GIVEN RECORDS below:
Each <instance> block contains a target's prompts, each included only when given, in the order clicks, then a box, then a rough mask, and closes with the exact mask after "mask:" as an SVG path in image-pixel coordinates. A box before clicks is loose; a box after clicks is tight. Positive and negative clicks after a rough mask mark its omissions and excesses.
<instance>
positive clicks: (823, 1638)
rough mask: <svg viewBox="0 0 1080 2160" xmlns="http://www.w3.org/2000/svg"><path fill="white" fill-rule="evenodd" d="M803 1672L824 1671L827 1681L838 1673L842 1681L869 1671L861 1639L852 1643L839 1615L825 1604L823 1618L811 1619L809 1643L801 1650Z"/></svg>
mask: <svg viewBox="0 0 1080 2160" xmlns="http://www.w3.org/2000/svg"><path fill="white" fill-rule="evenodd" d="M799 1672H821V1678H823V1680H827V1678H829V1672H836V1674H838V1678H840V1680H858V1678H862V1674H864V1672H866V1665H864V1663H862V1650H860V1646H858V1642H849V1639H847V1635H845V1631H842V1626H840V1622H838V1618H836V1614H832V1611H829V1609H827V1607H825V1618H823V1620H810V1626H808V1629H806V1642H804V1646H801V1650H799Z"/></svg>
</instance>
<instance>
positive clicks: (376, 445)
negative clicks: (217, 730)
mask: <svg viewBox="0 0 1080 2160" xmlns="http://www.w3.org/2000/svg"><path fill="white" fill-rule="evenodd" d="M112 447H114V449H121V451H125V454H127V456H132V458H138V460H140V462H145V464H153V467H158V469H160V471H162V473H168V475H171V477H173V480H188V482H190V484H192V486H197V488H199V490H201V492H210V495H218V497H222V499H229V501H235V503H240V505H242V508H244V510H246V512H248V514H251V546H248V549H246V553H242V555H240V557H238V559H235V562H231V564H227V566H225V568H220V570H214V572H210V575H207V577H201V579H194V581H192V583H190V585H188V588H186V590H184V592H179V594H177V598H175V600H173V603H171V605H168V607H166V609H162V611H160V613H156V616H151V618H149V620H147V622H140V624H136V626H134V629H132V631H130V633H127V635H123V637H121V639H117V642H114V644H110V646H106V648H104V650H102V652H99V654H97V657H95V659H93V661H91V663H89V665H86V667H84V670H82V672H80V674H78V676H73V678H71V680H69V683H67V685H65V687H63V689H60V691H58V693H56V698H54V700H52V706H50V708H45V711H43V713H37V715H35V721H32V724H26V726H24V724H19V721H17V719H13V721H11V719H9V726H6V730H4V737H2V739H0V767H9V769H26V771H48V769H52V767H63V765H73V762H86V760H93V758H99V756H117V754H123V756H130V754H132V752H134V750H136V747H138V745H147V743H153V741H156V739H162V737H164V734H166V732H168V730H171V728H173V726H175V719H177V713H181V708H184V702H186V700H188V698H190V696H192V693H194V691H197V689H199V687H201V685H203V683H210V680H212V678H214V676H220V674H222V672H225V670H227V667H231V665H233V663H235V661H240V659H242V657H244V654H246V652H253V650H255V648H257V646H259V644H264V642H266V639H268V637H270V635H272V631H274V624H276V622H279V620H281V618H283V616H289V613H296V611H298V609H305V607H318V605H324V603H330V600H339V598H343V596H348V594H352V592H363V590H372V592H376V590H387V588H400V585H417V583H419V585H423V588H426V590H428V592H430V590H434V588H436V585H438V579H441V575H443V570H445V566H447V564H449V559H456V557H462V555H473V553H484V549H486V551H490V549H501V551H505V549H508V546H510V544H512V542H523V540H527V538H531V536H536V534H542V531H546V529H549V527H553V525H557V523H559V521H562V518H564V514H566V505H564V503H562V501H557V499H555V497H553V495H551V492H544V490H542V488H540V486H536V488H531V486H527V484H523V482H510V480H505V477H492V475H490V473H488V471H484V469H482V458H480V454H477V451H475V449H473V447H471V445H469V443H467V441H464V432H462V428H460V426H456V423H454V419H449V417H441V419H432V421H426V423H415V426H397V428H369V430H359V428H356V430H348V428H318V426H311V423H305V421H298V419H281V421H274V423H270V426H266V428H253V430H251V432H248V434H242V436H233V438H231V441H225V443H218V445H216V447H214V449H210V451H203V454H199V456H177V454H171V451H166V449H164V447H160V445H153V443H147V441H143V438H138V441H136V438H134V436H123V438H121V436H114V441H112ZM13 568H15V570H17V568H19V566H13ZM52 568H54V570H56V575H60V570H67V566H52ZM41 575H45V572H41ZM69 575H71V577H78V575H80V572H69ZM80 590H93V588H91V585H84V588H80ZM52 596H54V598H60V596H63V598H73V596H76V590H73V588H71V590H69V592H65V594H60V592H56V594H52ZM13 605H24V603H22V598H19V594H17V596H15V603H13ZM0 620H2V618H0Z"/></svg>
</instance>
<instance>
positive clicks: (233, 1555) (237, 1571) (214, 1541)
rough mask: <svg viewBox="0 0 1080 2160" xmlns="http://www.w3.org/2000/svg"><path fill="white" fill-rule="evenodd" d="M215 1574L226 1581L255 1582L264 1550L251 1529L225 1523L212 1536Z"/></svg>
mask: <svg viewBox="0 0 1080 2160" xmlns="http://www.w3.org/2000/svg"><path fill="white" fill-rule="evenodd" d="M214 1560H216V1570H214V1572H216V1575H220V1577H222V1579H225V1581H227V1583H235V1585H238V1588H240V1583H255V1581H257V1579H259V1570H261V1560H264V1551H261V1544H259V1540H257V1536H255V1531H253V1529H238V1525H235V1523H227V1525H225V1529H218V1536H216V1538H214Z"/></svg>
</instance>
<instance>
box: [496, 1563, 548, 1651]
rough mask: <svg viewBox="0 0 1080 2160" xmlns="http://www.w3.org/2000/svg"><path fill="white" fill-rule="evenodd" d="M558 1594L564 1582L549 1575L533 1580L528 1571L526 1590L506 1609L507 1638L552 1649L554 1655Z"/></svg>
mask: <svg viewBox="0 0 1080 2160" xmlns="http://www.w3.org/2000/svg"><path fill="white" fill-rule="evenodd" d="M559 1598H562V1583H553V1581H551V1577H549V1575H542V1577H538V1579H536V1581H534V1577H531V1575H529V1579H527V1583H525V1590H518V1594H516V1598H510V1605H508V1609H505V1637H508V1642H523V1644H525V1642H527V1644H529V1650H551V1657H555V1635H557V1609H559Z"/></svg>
End of GIVEN RECORDS.
Copy every line of the listing above that contains the string "negative", treating uppercase and lowercase as different.

Each <instance> block contains a target's prompts, each included only when given, in the order clicks, then a box, then a rough mask, and closes with the exact mask after "mask:" as an SVG path in image-pixel coordinates. A box before clicks is loose; a box after clicks is tight. Positive and negative clicks after a rough mask mark its omissions and excesses.
negative clicks: (217, 730)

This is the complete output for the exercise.